> **Objective**
Copy out the records that follow, line for line, keeping every character unchanged.

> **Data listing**
'''

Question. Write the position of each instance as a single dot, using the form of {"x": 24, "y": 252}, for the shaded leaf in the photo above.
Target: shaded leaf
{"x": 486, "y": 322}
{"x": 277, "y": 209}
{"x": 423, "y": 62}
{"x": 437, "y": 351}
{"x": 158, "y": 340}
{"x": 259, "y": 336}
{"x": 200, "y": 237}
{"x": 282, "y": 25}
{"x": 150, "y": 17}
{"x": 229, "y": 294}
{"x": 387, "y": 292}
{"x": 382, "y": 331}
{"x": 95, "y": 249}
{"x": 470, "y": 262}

'''

> **Final result**
Question. Write the position of each instance as a single dot, using the form of {"x": 24, "y": 252}, for the shaded leaf in the photo above.
Target: shaded leaf
{"x": 486, "y": 322}
{"x": 277, "y": 209}
{"x": 423, "y": 62}
{"x": 437, "y": 351}
{"x": 158, "y": 340}
{"x": 259, "y": 336}
{"x": 200, "y": 237}
{"x": 282, "y": 25}
{"x": 150, "y": 17}
{"x": 229, "y": 294}
{"x": 387, "y": 292}
{"x": 382, "y": 331}
{"x": 95, "y": 249}
{"x": 470, "y": 262}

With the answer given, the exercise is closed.